═════ Material for this exercise ═════
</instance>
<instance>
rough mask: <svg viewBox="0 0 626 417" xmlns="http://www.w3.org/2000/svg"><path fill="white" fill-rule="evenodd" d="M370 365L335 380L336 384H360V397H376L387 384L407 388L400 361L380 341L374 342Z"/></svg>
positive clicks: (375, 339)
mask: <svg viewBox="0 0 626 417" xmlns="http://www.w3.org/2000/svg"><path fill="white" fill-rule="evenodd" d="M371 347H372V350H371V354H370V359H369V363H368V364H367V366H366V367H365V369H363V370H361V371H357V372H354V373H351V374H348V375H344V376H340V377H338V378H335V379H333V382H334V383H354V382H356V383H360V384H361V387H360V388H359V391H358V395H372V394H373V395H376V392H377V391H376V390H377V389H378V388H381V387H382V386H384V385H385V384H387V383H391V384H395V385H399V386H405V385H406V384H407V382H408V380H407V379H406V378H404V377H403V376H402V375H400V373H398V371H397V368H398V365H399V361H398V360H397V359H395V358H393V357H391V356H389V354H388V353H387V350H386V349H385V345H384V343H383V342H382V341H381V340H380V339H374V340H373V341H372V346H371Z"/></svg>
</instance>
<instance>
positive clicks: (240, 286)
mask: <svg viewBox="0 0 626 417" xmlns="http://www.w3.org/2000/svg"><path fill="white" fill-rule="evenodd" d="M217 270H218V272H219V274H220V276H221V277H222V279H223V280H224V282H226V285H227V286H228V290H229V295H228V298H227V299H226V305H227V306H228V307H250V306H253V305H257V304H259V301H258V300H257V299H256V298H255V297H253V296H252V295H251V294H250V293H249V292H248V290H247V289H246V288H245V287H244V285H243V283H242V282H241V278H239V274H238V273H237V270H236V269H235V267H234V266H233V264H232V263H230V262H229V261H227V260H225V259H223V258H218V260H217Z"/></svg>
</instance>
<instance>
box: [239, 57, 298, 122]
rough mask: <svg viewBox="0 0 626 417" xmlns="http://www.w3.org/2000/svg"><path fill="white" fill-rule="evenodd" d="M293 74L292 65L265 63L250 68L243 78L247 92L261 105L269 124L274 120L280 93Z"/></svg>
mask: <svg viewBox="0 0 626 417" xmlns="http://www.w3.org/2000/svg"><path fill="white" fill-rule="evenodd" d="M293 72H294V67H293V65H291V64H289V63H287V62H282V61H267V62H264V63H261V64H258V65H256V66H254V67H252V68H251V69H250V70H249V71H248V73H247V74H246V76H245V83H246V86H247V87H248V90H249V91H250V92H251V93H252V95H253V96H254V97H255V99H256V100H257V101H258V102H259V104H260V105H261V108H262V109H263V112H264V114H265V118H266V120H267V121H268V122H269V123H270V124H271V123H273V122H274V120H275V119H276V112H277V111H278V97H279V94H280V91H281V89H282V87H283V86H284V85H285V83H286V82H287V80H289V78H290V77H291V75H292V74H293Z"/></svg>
═════
**Required action**
Update every data item above so that "positive clicks" becomes "foreground clicks", and leave all other text as it is.

**Task result**
</instance>
<instance>
rough mask: <svg viewBox="0 0 626 417" xmlns="http://www.w3.org/2000/svg"><path fill="white" fill-rule="evenodd" d="M370 365L335 380L336 384H360V397H376L387 384L407 388L400 361L380 341L374 342Z"/></svg>
foreground clicks: (375, 339)
mask: <svg viewBox="0 0 626 417" xmlns="http://www.w3.org/2000/svg"><path fill="white" fill-rule="evenodd" d="M371 347H372V350H371V354H370V359H369V363H368V364H367V366H366V367H365V369H363V370H361V371H357V372H354V373H351V374H348V375H344V376H340V377H338V378H335V379H333V382H334V383H354V382H356V383H360V384H361V387H360V388H359V391H358V395H372V394H373V395H376V392H377V391H376V390H377V389H378V388H381V387H382V386H384V385H385V384H387V383H391V384H395V385H399V386H405V385H406V384H407V382H408V380H407V379H406V378H404V377H403V376H402V375H400V373H398V371H397V368H398V365H399V361H398V360H397V359H395V358H393V357H391V356H389V354H388V353H387V350H386V349H385V345H384V343H383V342H382V341H381V340H380V339H374V340H373V341H372V346H371Z"/></svg>
</instance>
<instance>
foreground clicks: (240, 286)
mask: <svg viewBox="0 0 626 417" xmlns="http://www.w3.org/2000/svg"><path fill="white" fill-rule="evenodd" d="M217 270H218V272H219V274H220V276H221V277H222V279H223V280H224V282H226V285H227V286H228V290H229V295H228V298H227V299H226V305H227V306H228V307H250V306H253V305H257V304H259V301H258V300H257V299H256V298H255V297H253V296H252V295H251V294H250V293H249V292H248V290H247V289H246V288H245V287H244V285H243V283H242V282H241V278H239V274H238V273H237V270H236V269H235V267H234V266H233V264H232V263H230V262H229V261H227V260H225V259H223V258H218V260H217Z"/></svg>
</instance>
<instance>
box: [239, 57, 298, 122]
rough mask: <svg viewBox="0 0 626 417" xmlns="http://www.w3.org/2000/svg"><path fill="white" fill-rule="evenodd" d="M293 74L292 65L265 63L250 68L243 78L247 92L261 105L269 124L274 120L280 93Z"/></svg>
mask: <svg viewBox="0 0 626 417" xmlns="http://www.w3.org/2000/svg"><path fill="white" fill-rule="evenodd" d="M293 72H294V67H293V65H291V64H289V63H287V62H282V61H267V62H264V63H261V64H258V65H256V66H254V67H252V68H251V69H250V70H249V71H248V73H247V74H246V76H245V83H246V86H247V87H248V90H249V91H250V92H251V93H252V95H253V96H254V97H255V99H256V100H257V101H258V102H259V104H260V105H261V108H262V109H263V112H264V114H265V118H266V120H267V121H268V122H269V123H270V124H271V123H273V122H274V120H275V119H276V112H277V111H278V97H279V94H280V91H281V89H282V87H283V86H284V85H285V83H286V82H287V80H289V78H290V77H291V75H292V74H293Z"/></svg>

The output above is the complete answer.